Stored data entries
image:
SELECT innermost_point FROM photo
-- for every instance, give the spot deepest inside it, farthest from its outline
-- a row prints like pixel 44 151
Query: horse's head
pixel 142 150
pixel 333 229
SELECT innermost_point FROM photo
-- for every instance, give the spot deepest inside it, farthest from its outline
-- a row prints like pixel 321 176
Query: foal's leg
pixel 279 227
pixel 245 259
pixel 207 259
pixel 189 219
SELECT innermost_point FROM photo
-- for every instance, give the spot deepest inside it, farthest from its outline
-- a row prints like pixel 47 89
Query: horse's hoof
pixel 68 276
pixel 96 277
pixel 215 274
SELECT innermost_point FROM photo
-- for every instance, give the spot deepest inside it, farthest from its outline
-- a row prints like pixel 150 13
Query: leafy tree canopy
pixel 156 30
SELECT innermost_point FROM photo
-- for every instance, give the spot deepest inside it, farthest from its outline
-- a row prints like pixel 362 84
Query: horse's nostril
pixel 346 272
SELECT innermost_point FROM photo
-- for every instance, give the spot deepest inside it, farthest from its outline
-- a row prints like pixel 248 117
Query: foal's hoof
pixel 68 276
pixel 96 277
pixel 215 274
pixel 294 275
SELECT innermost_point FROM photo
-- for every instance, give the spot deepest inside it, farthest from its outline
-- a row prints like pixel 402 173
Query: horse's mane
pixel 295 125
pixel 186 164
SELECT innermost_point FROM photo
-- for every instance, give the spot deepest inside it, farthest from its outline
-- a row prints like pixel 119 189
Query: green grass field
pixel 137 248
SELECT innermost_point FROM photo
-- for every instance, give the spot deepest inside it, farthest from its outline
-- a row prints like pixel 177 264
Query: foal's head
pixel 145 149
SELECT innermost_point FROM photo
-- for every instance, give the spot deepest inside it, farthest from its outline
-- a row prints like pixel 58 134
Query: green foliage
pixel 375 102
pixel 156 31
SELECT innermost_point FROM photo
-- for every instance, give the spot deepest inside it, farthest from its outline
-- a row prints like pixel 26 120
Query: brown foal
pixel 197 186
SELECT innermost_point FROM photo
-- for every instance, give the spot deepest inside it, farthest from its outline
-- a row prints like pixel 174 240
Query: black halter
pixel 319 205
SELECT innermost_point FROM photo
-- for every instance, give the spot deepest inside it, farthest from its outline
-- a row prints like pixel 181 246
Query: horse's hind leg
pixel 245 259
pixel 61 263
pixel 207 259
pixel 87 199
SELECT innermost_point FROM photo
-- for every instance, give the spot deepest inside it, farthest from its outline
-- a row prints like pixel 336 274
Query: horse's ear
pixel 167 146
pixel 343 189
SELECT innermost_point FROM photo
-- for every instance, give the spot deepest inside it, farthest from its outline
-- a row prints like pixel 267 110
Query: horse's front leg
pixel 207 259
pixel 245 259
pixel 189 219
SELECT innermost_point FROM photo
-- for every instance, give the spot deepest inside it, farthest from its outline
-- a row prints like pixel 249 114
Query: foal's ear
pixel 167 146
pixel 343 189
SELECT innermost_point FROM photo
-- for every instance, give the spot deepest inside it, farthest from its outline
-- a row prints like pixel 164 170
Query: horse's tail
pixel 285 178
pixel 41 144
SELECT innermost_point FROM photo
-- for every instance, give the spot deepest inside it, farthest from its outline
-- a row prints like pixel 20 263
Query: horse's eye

What to work on: Retype the records that precede this task, keeping them exactly the same.

Completed task:
image:
SELECT innermost_point FROM photo
-- for every instance, give the spot deepest inside it, farthest from its outline
-- a row prints like pixel 44 151
Query: horse's head
pixel 142 150
pixel 333 229
SELECT innermost_point FROM photo
-- for every instance, give the spot deepest inside it, farthest from its outline
-- a row prints like pixel 321 176
Query: foal's leg
pixel 279 227
pixel 245 259
pixel 207 259
pixel 189 219
SELECT innermost_point FROM photo
-- for every instance, give the spot deepest inside it, farthest from its outline
-- a row prints like pixel 47 89
Query: horse's hoof
pixel 68 276
pixel 96 277
pixel 215 274
SELECT innermost_point FROM photo
-- for every instance, give the spot deepest inside it, farthest from its outline
-- a row prints like pixel 150 13
Query: leafy tree canopy
pixel 156 30
SELECT innermost_point FROM photo
-- for every instance, give the spot deepest inside it, farthest from its outline
-- a row prints like pixel 362 84
Query: horse's nostril
pixel 346 272
SELECT innermost_point FROM photo
-- for every instance, give the spot deepest inside it, farthest from its outline
-- a row prints like pixel 248 117
Query: foal's hoof
pixel 68 276
pixel 96 277
pixel 215 274
pixel 294 275
SELECT innermost_point FROM photo
-- for every instance, give the spot deepest inside it, farthest from its outline
-- a row prints like pixel 402 173
Query: horse's mane
pixel 295 125
pixel 186 164
SELECT innermost_point FROM photo
-- for every instance, give the spot deepest inside it, farthest from its outline
-- a row prints like pixel 119 189
Query: green grass field
pixel 137 248
SELECT innermost_point FROM photo
-- for every instance, give the spot deepest inside it, farthest from its outline
-- a row prints like pixel 177 264
Query: foal's head
pixel 145 149
SELECT innermost_point FROM photo
-- for every instance, give the spot deepest inside it, farthest from its outline
-- a row prints like pixel 58 134
Query: green foliage
pixel 375 102
pixel 156 31
SELECT innermost_point FROM photo
-- for every instance, give the spot deepest inside it, farthest from its outline
-- a row prints like pixel 26 120
Query: brown foal
pixel 197 186
SELECT innermost_point FROM photo
-- for every instance, give the spot deepest inside it, farthest from its outline
-- a row prints like pixel 174 240
Query: black halter
pixel 319 205
SELECT innermost_point FROM photo
-- for every instance, give the spot deepest inside it, farthest from its outline
-- a row prints like pixel 181 246
Query: horse's hind leg
pixel 245 259
pixel 61 263
pixel 207 259
pixel 87 199
SELECT innermost_point FROM photo
-- for every instance, give the spot deepest inside it, farthest from its outline
-- a row prints like pixel 336 274
Query: horse's ear
pixel 167 146
pixel 343 189
SELECT innermost_point FROM photo
-- for every instance, give the spot deepest inside it, farthest from its outline
-- a row prints like pixel 267 110
Query: horse's front leg
pixel 207 259
pixel 245 259
pixel 189 219
SELECT innermost_point FROM photo
-- for every instance, give the spot deepest inside it, farthest from its outline
-- a row prints like pixel 249 114
Query: foal's ear
pixel 167 146
pixel 343 189
SELECT innermost_point FROM photo
-- for every instance, give the spot deepest inside it, farthest from its outline
-- a row prints like pixel 164 170
Query: horse's tail
pixel 285 178
pixel 41 144
SELECT innermost_point FROM photo
-- for every instance, give the spot deepest inside it, farthest from its outline
-- a row prints like pixel 20 263
Query: horse's eye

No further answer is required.